[TASK PROMPT]
Present the lines from the one containing "the blue backpack?" through the one containing "Query: blue backpack", both included, as a Markdown table with the columns Row and Line. Number each line, leave out blank lines, and include no other lines.

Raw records
— BEGIN —
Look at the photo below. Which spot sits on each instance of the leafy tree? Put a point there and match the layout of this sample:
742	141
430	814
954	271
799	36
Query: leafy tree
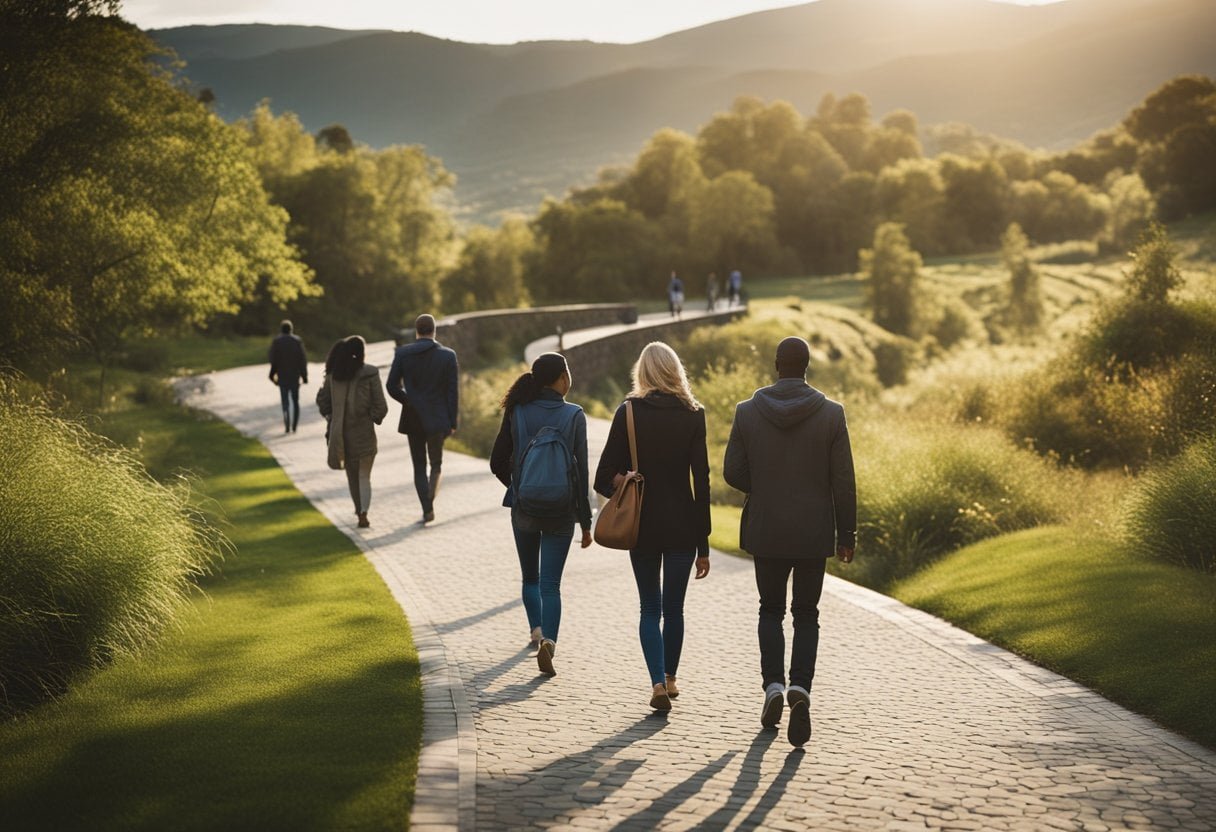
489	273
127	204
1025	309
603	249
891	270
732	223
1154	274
— END —
— BEGIN —
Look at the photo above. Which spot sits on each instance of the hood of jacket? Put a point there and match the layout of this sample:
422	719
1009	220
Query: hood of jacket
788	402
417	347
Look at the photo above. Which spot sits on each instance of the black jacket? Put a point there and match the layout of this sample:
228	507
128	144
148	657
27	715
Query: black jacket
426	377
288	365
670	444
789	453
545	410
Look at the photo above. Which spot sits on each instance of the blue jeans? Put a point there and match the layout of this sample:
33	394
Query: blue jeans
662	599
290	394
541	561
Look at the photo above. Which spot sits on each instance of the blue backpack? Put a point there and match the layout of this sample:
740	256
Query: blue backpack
— END —
— BEGIN —
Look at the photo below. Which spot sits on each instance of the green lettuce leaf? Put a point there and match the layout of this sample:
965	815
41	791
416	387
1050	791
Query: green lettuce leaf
— END —
[RESPONSE TO THIS EXERCISE]
| Row | Line |
|---|---|
| 1 | Look at the photo above. Which spot sits on each instance of the blue backpack? Put a point there and match the layout of this sample: |
| 2 | 740	256 |
| 3 | Query: blue backpack |